▶ **Written request 1**: State how many lines of the records contain the string "green", treating case as significant. Reply with the number only.

>> BEGIN Extract to read

Then, to fix their limitations you need to use js.
Then, because there's a lot of repetition in web dev, you have to use a handful of js frameworks, which currently outnumber the stars in the universe, and each has a production half-life of around six months.
And then there's the server side.
And if you get all of that working you have to run at scale, with adequate security.
And can we have it in green and make the logo bigger?
So of course it's hard. It's like being trapped in a novel by Kafka written in XML.
No it's not. In real life, it's fairly rare to write 100% bare-metal applications, and even when you do, you're often writing against some "homegrown" abstraction layer. Sometimes you're expected to write such an abstraction layer, but writing only against the hardware-defined "API" is usually not strategically sound, unless you have a very good reason to assume that the underlying hardware will never change. This is sometimes true for very resource-constrained microcontrollers, and virtually always true for things that have ARM in their name and stronger. Not to mention for embedded, but relatively high-power devices (see e.g. the Linux kernel).
Sure, the drivers are hardware-specific, but the applications are usually programmed against their (unitary) interface.
I'm not arguing against the rest of what you mention -- I'm painfully disappointed by the neverending spaghetti of technologies that modern web is, and I also think it's largely self-inflicted. However, web dev is treated as much more of a commodity than other branches of programming; left to their own devices, there are a lot of web developers who would produce very good client-side code.
Shit like bootstrap isn't there because web developers are incompetent. It's there because much of their job involves churning out support code for products managed by people who know nothing about technology and the WWW, whose quality standards are dubious at best and who value product conformance over performance because they sell perception, not quality.
Given those requirements, your only choices are Java Sandboxed Apps, Flash and the Web. Which would you choose?
It evolved from a deliberately dumbed-down mechanism. Much more sane options existed back than, but for reasons unknown (laziness is quite likely) a choice of a technological foundation was very much random.
I do remember web from its very first days (used to work in an institute with some very tight connections with CERN), and even then I was wondering why such a good idea is going such a non-optimal way.
And, well, it was not quite "evolved", it followed the trends set exactly by this lot - by the web devs. So I cannot see who else should I blame for this mess.
> Which would you choose?
If I had a choice, it would have been Tcl/Tk in a sandbox.
Of course, embedded programming has gotten a lot more complicated too. When I started, we had to fit our programs into 4K of ROM. These days an embedded program often includes a full Linux stack.
The author seems to engage in the same behavior, but conflates the "get things done fast" with the production solution.
If you're a good programmer and your preferred tool is PHP, then you're engaged in "real programming." If you insist on using PHP as a deployment solution because it's what you're familiar with rather than because it is an appropriate/optimal solution to the problem then you're engaged in laziness.
A good programmer can adapt their mental models and adopt the tools necessary for the problem domain. A bad one always has an excuse for why their comfort justifies tool choice.

>> END Extract to read
>> BEGIN Items

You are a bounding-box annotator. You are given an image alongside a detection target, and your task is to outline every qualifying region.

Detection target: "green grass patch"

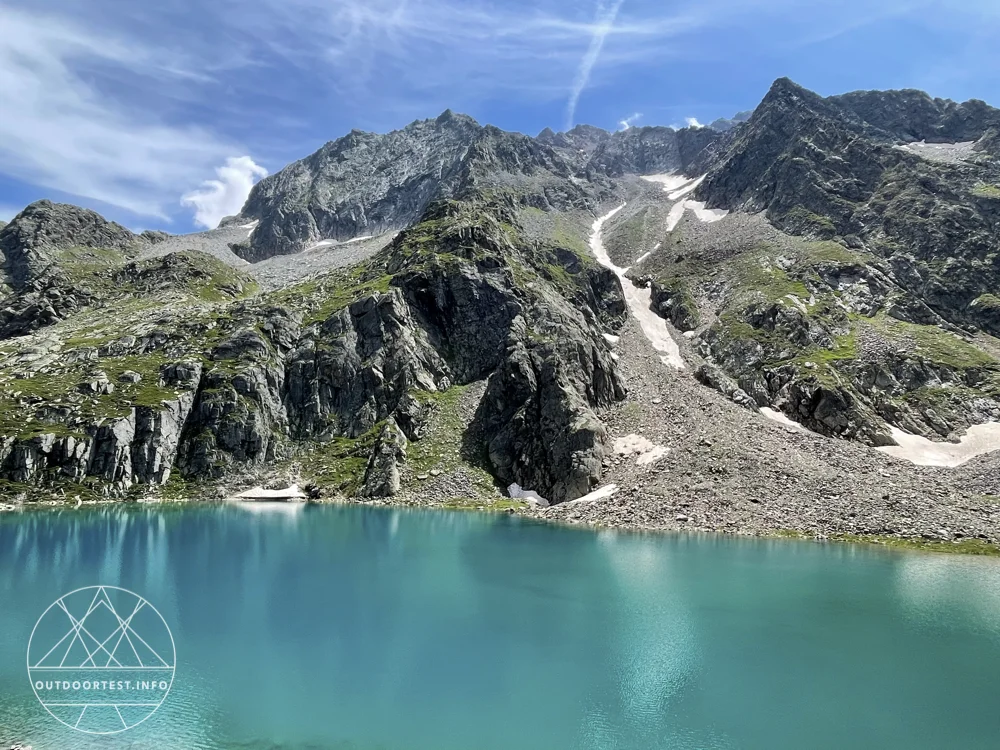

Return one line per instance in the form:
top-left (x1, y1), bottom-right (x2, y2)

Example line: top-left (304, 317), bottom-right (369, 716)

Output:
top-left (868, 315), bottom-right (1000, 370)
top-left (830, 534), bottom-right (1000, 557)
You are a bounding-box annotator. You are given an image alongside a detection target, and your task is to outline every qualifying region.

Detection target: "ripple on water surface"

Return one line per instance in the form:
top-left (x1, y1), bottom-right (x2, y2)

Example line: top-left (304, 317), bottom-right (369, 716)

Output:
top-left (0, 506), bottom-right (1000, 750)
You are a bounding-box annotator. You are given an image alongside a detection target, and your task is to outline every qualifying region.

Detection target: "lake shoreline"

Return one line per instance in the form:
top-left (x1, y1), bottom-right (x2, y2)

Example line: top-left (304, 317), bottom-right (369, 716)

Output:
top-left (0, 490), bottom-right (1000, 558)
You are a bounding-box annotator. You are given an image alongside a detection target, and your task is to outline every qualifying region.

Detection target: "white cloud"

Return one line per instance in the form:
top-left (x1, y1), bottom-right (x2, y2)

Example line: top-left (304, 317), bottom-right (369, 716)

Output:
top-left (0, 6), bottom-right (245, 219)
top-left (618, 112), bottom-right (642, 130)
top-left (181, 156), bottom-right (267, 229)
top-left (566, 0), bottom-right (625, 130)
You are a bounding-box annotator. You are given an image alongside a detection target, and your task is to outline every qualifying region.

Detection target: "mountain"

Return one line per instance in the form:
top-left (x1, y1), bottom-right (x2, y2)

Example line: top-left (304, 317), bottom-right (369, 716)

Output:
top-left (0, 79), bottom-right (1000, 543)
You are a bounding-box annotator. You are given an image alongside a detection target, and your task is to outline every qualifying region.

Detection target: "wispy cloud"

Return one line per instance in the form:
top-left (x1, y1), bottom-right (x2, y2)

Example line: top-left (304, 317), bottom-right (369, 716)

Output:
top-left (0, 7), bottom-right (248, 219)
top-left (0, 0), bottom-right (1000, 232)
top-left (566, 0), bottom-right (625, 130)
top-left (618, 112), bottom-right (642, 130)
top-left (181, 156), bottom-right (267, 229)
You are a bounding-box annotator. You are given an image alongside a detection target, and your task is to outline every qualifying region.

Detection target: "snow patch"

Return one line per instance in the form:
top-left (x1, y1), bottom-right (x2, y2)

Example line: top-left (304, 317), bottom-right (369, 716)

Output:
top-left (306, 234), bottom-right (373, 252)
top-left (642, 174), bottom-right (729, 231)
top-left (879, 422), bottom-right (1000, 467)
top-left (667, 175), bottom-right (708, 201)
top-left (684, 201), bottom-right (729, 224)
top-left (641, 172), bottom-right (692, 193)
top-left (229, 500), bottom-right (306, 515)
top-left (236, 484), bottom-right (306, 500)
top-left (590, 203), bottom-right (684, 370)
top-left (615, 435), bottom-right (670, 466)
top-left (507, 484), bottom-right (549, 508)
top-left (562, 484), bottom-right (618, 505)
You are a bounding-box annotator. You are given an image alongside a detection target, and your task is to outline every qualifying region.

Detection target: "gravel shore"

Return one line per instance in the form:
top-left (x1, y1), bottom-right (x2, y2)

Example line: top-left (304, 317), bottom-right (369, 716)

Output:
top-left (532, 312), bottom-right (1000, 544)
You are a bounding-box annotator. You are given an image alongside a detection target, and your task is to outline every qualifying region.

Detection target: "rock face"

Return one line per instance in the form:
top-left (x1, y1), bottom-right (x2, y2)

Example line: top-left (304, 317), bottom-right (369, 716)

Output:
top-left (590, 127), bottom-right (719, 177)
top-left (232, 111), bottom-right (718, 262)
top-left (0, 200), bottom-right (139, 289)
top-left (632, 79), bottom-right (1000, 445)
top-left (0, 185), bottom-right (624, 506)
top-left (0, 79), bottom-right (1000, 503)
top-left (237, 112), bottom-right (482, 261)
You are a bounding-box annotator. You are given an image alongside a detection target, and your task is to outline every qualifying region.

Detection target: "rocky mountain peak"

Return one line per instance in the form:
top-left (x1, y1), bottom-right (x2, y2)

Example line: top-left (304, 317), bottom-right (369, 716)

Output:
top-left (0, 200), bottom-right (139, 288)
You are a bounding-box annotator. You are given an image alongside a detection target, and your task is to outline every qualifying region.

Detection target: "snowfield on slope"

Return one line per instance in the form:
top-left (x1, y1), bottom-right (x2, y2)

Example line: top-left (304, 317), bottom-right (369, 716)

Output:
top-left (590, 203), bottom-right (684, 370)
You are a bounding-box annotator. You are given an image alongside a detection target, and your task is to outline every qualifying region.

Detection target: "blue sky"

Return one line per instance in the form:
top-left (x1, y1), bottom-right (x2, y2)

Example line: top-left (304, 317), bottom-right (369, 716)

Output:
top-left (0, 0), bottom-right (1000, 232)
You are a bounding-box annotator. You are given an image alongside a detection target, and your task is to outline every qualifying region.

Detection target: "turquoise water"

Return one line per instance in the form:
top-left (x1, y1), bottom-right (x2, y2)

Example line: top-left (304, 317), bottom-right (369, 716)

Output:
top-left (0, 506), bottom-right (1000, 750)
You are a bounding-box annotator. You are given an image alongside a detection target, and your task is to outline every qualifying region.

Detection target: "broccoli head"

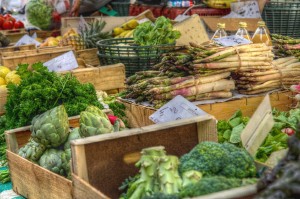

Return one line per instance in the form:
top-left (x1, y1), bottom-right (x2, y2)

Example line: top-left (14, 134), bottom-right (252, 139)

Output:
top-left (179, 142), bottom-right (256, 178)
top-left (179, 176), bottom-right (242, 198)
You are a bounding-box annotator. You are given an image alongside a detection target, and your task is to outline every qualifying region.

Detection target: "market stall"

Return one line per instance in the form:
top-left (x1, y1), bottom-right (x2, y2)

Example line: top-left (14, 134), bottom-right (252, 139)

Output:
top-left (0, 0), bottom-right (300, 199)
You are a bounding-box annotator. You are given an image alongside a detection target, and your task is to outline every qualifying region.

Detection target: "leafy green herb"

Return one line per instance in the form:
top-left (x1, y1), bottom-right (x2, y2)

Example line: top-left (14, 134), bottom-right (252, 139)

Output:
top-left (133, 16), bottom-right (181, 46)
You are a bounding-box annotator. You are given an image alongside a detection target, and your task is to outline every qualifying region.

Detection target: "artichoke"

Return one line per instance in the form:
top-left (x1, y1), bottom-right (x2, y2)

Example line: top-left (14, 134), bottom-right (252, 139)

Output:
top-left (85, 106), bottom-right (108, 120)
top-left (64, 127), bottom-right (81, 150)
top-left (61, 148), bottom-right (72, 179)
top-left (30, 105), bottom-right (69, 148)
top-left (79, 111), bottom-right (114, 137)
top-left (18, 140), bottom-right (46, 162)
top-left (39, 149), bottom-right (64, 175)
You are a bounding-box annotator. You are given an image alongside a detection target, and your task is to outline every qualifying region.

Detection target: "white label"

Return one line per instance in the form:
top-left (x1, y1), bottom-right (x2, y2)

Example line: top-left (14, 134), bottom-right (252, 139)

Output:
top-left (15, 35), bottom-right (41, 46)
top-left (231, 1), bottom-right (261, 18)
top-left (214, 35), bottom-right (252, 46)
top-left (149, 95), bottom-right (207, 123)
top-left (138, 18), bottom-right (150, 24)
top-left (44, 51), bottom-right (78, 72)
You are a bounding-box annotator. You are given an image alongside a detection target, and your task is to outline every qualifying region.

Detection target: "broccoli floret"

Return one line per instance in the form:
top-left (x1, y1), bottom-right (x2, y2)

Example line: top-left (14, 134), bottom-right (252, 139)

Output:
top-left (142, 193), bottom-right (180, 199)
top-left (179, 142), bottom-right (256, 178)
top-left (179, 176), bottom-right (242, 198)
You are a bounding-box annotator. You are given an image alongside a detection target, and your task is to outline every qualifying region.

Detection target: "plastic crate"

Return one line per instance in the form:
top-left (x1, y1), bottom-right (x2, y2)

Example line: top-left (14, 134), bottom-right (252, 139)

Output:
top-left (111, 0), bottom-right (130, 16)
top-left (262, 0), bottom-right (300, 38)
top-left (97, 38), bottom-right (175, 77)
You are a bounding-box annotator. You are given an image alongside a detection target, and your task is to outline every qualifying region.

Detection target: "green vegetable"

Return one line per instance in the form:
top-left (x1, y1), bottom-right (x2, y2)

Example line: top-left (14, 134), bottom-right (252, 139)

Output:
top-left (179, 142), bottom-right (256, 178)
top-left (39, 149), bottom-right (64, 175)
top-left (121, 147), bottom-right (182, 199)
top-left (61, 149), bottom-right (72, 179)
top-left (25, 0), bottom-right (53, 30)
top-left (30, 105), bottom-right (69, 147)
top-left (64, 127), bottom-right (81, 150)
top-left (217, 110), bottom-right (249, 147)
top-left (179, 176), bottom-right (255, 198)
top-left (133, 16), bottom-right (181, 46)
top-left (18, 140), bottom-right (46, 162)
top-left (79, 107), bottom-right (114, 137)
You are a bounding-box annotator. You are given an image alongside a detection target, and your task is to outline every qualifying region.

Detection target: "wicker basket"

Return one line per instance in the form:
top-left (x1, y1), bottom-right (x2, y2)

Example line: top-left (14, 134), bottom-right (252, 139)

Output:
top-left (97, 38), bottom-right (175, 77)
top-left (262, 0), bottom-right (300, 38)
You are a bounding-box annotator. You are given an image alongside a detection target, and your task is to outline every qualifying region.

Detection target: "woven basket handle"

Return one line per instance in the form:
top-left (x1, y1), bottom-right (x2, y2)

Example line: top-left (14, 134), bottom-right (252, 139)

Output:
top-left (183, 4), bottom-right (207, 15)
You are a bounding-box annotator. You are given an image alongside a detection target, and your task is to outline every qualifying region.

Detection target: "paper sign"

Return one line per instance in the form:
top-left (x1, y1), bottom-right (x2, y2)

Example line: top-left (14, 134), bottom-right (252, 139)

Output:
top-left (149, 95), bottom-right (207, 123)
top-left (241, 95), bottom-right (275, 157)
top-left (231, 1), bottom-right (261, 18)
top-left (214, 35), bottom-right (252, 46)
top-left (15, 35), bottom-right (41, 46)
top-left (44, 51), bottom-right (78, 72)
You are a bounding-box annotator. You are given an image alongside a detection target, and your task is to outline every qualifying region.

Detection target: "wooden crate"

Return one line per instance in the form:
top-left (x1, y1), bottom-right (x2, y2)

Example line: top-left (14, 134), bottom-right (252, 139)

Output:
top-left (71, 64), bottom-right (125, 92)
top-left (0, 44), bottom-right (36, 65)
top-left (5, 109), bottom-right (112, 199)
top-left (1, 46), bottom-right (72, 70)
top-left (120, 92), bottom-right (293, 127)
top-left (29, 30), bottom-right (61, 40)
top-left (0, 90), bottom-right (7, 115)
top-left (0, 29), bottom-right (27, 43)
top-left (71, 115), bottom-right (217, 199)
top-left (75, 48), bottom-right (100, 66)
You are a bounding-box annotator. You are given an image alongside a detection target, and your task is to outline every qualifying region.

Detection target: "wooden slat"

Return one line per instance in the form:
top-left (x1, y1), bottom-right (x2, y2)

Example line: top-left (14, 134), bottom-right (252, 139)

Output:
top-left (7, 150), bottom-right (72, 199)
top-left (72, 174), bottom-right (108, 199)
top-left (120, 92), bottom-right (293, 127)
top-left (71, 115), bottom-right (216, 198)
top-left (75, 48), bottom-right (100, 66)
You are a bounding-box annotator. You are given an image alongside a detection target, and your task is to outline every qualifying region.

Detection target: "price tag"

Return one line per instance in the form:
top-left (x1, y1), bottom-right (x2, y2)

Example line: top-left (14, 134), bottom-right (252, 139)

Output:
top-left (149, 95), bottom-right (207, 123)
top-left (214, 35), bottom-right (252, 46)
top-left (44, 51), bottom-right (78, 72)
top-left (231, 1), bottom-right (261, 18)
top-left (138, 18), bottom-right (150, 24)
top-left (15, 35), bottom-right (41, 46)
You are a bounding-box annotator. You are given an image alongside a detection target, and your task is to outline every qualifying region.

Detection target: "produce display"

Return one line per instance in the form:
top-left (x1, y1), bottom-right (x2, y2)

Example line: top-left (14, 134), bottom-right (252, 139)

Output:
top-left (18, 105), bottom-right (119, 178)
top-left (120, 142), bottom-right (257, 199)
top-left (133, 16), bottom-right (181, 46)
top-left (0, 66), bottom-right (21, 90)
top-left (255, 123), bottom-right (300, 199)
top-left (112, 19), bottom-right (139, 38)
top-left (0, 14), bottom-right (24, 30)
top-left (217, 109), bottom-right (300, 165)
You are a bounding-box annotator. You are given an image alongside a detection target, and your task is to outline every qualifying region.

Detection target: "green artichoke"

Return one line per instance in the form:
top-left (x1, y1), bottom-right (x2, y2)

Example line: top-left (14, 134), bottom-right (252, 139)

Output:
top-left (79, 111), bottom-right (114, 137)
top-left (61, 148), bottom-right (72, 179)
top-left (18, 140), bottom-right (46, 162)
top-left (30, 105), bottom-right (69, 148)
top-left (85, 106), bottom-right (108, 120)
top-left (64, 127), bottom-right (81, 150)
top-left (39, 149), bottom-right (64, 175)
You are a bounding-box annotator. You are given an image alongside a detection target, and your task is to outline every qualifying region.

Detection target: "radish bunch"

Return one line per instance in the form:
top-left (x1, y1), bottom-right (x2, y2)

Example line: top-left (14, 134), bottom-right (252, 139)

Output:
top-left (290, 83), bottom-right (300, 107)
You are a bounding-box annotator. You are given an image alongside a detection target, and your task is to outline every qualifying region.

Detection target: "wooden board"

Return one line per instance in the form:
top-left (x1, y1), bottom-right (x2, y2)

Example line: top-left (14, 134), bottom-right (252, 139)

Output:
top-left (71, 64), bottom-right (125, 91)
top-left (75, 48), bottom-right (100, 66)
top-left (71, 115), bottom-right (217, 199)
top-left (5, 109), bottom-right (111, 199)
top-left (7, 150), bottom-right (72, 199)
top-left (0, 29), bottom-right (27, 43)
top-left (2, 47), bottom-right (72, 70)
top-left (121, 92), bottom-right (293, 127)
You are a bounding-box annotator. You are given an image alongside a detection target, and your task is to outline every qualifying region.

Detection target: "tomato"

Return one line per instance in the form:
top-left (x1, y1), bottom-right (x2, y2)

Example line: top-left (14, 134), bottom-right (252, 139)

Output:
top-left (0, 17), bottom-right (5, 28)
top-left (52, 11), bottom-right (61, 23)
top-left (14, 21), bottom-right (24, 29)
top-left (2, 20), bottom-right (14, 30)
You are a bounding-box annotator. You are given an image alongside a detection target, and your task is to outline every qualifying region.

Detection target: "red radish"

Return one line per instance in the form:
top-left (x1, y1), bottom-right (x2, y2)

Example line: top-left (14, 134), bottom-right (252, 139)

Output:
top-left (281, 128), bottom-right (295, 136)
top-left (290, 84), bottom-right (300, 93)
top-left (107, 115), bottom-right (118, 125)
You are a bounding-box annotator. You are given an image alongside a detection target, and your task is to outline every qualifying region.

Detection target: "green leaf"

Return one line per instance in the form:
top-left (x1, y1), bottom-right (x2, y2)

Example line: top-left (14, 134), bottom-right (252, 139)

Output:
top-left (229, 117), bottom-right (242, 127)
top-left (229, 123), bottom-right (245, 144)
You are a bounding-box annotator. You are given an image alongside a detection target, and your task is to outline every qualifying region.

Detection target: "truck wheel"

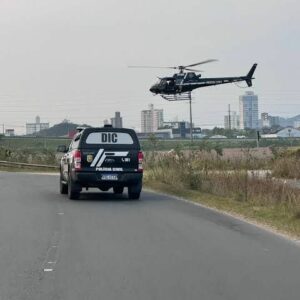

>> END Items

▶ **Written request 2**:
Answer these questions about the discussion of web development above:
(a) What production half-life does it give for the js frameworks?
(b) When the writer started in embedded programming, how much ROM did programs have to fit into?
(c) What would the writer have chosen, given a choice?

▶ **Answer 1**: 5

▶ **Answer 2**:
(a) Around six months.
(b) 4K.
(c) Tcl/Tk in a sandbox.